Excerpts of labeled region data
┌──
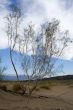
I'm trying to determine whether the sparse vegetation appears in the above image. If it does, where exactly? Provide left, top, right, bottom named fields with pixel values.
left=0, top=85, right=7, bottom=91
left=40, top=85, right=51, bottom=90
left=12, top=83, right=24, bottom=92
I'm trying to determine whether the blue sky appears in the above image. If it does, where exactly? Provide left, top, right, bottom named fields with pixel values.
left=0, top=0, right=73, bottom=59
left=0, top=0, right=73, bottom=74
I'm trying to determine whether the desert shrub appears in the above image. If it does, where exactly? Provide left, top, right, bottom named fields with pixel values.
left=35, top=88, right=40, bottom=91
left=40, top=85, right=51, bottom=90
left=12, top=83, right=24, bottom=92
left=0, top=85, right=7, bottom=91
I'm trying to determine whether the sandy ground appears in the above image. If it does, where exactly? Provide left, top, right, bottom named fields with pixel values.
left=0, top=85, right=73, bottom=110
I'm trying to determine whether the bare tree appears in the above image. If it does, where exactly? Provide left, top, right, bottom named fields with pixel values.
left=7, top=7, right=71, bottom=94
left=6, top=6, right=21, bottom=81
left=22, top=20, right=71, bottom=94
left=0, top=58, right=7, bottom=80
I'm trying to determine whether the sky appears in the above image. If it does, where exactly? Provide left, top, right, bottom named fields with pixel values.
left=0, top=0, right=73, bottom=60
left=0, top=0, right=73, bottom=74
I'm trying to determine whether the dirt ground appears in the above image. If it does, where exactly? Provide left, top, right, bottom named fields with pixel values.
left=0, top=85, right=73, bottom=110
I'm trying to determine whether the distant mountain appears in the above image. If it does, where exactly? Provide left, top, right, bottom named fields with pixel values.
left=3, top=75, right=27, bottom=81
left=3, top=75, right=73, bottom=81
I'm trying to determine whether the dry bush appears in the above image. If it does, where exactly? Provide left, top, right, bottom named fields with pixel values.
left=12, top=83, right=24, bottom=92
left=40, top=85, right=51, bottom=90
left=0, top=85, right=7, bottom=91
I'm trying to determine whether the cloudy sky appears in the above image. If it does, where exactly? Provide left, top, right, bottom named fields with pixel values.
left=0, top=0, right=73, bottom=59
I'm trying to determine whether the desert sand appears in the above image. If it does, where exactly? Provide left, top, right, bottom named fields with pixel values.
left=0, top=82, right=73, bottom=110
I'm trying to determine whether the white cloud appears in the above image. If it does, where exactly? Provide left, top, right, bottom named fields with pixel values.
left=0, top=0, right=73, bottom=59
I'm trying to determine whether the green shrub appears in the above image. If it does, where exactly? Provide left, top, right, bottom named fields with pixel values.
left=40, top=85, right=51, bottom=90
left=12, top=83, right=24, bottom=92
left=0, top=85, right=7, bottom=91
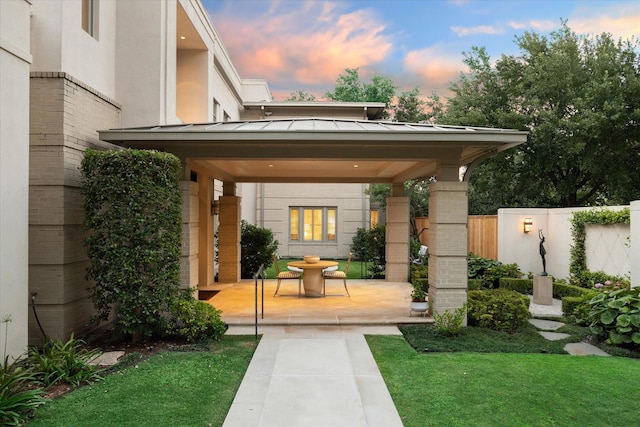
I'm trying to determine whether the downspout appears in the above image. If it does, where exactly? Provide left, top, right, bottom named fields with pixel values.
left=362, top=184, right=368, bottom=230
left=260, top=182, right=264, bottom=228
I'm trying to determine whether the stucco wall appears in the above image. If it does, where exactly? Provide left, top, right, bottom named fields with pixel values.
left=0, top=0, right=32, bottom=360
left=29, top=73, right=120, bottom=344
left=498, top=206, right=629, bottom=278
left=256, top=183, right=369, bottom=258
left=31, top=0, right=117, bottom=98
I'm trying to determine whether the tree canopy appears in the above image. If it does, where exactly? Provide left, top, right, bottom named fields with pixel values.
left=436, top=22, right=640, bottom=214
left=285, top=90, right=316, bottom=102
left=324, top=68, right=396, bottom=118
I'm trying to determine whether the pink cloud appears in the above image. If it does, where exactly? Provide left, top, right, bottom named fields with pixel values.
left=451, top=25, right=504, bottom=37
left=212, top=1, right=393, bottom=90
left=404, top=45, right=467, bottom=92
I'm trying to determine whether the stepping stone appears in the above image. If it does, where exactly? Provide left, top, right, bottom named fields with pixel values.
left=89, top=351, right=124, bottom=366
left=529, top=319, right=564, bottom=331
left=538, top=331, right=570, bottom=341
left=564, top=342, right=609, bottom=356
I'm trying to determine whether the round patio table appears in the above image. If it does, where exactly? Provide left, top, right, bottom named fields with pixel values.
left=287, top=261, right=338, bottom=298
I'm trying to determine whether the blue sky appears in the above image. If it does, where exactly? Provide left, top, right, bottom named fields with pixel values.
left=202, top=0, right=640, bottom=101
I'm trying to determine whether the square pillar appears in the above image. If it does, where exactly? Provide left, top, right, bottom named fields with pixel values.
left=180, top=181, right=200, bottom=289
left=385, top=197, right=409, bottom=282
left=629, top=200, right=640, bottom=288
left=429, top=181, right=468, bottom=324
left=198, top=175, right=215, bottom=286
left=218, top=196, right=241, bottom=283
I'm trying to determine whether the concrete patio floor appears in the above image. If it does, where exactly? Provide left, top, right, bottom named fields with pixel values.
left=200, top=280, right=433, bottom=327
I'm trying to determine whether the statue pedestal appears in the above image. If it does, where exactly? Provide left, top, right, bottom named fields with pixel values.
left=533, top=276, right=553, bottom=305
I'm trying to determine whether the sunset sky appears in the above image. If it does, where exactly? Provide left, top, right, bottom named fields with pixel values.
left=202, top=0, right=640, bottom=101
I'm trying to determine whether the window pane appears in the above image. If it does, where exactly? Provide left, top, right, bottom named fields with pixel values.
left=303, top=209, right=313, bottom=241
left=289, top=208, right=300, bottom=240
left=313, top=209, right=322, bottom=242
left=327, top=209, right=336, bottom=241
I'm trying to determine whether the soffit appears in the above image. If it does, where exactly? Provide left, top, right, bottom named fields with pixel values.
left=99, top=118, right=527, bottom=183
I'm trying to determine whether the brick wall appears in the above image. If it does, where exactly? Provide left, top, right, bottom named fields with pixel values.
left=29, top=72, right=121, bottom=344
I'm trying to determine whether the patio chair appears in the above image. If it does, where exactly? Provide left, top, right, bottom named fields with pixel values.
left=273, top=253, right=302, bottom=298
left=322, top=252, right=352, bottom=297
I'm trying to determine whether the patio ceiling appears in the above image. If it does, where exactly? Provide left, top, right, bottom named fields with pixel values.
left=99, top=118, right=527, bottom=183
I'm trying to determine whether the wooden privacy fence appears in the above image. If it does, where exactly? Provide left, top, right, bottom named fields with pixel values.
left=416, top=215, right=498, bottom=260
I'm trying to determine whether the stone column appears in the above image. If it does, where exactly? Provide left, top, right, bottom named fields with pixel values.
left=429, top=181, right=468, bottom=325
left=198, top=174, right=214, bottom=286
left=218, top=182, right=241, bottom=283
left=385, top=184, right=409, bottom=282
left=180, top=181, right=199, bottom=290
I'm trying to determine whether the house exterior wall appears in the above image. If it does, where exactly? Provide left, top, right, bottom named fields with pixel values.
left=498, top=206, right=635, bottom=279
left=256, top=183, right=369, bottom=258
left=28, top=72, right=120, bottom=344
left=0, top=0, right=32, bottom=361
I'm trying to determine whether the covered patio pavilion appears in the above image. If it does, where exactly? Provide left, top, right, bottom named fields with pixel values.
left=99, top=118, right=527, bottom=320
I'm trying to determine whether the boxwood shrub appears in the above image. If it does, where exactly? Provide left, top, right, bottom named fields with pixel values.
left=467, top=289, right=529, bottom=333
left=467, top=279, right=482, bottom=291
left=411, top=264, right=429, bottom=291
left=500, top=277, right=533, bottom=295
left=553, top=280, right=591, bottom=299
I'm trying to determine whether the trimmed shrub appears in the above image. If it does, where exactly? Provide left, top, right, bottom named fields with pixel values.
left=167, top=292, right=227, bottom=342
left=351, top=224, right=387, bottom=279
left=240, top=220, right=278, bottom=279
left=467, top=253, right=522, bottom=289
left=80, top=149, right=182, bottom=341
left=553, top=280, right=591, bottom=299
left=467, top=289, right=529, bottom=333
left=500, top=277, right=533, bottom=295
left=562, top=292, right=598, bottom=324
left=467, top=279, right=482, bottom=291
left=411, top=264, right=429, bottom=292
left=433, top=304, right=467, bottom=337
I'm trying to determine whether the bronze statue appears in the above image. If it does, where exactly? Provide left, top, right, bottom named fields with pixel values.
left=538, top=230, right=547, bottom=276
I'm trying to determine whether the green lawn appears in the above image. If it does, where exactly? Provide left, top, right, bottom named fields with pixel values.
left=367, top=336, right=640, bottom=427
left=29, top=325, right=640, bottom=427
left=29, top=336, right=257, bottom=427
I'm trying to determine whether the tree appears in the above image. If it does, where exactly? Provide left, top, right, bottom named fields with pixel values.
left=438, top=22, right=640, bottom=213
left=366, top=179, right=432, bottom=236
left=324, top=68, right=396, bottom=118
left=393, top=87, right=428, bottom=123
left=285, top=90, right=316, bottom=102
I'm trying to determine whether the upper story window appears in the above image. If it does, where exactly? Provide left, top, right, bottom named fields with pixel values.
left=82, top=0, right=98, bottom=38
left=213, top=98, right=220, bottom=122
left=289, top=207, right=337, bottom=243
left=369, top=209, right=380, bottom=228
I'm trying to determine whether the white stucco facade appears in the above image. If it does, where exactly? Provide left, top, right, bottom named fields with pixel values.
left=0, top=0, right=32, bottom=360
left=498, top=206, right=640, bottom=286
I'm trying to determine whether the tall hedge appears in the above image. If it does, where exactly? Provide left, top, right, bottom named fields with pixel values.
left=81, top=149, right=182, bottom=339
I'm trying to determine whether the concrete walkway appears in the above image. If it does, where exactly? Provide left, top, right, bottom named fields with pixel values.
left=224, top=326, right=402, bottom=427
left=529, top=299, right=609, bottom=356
└──
GOAL OF THE EXERCISE: Update the entries from the start through the line containing "left=3, top=75, right=73, bottom=81", replacing "bare tree" with "leafless tree" and leaving everything else unchanged. Leave the pictures out of your answer.

COMPLETED EXERCISE:
I'm trying to determine whether the sparse vegetation appears in the above image. If it does, where exactly? Provide left, top, right, bottom named fields with pixel values.
left=0, top=85, right=7, bottom=91
left=40, top=85, right=51, bottom=90
left=12, top=83, right=24, bottom=92
I'm trying to determine whether the blue sky appears in the above image. If it does, where exactly? Provide left, top, right, bottom named fields with pixel values.
left=0, top=0, right=73, bottom=59
left=0, top=0, right=73, bottom=74
I'm trying to determine whether the desert shrub appears in the above image. If it does, where exactly? Provide left, top, right, bottom named fields with pixel values.
left=35, top=88, right=40, bottom=91
left=40, top=85, right=51, bottom=90
left=12, top=83, right=24, bottom=92
left=0, top=85, right=7, bottom=91
I'm trying to determine whether the sandy ground appears in the above image. If it does, where exactly? Provide left, top, right, bottom named fields with pixel values.
left=0, top=85, right=73, bottom=110
I'm trying to determine whether the leafless tree appears in the above image. If it does, where exactly? Provide left, top, right, bottom named fields with pixel values.
left=7, top=7, right=71, bottom=94
left=6, top=6, right=21, bottom=81
left=22, top=20, right=71, bottom=94
left=0, top=58, right=7, bottom=80
I'm trying to determine whether the sky appears in the above image. If it does, where exactly? Provide left, top, right, bottom named fields with pixel values.
left=0, top=0, right=73, bottom=60
left=0, top=0, right=73, bottom=74
I'm trying to determine whether the dirt ground appears in the above image. If it does, where exactly? Provide left, top, right, bottom named fields with pixel values.
left=0, top=85, right=73, bottom=110
I'm trying to determine whether the distant mountain appears in the above image. If it does, where exactly? Provide left, top, right, bottom named fields with pixel values.
left=3, top=75, right=27, bottom=81
left=3, top=75, right=73, bottom=81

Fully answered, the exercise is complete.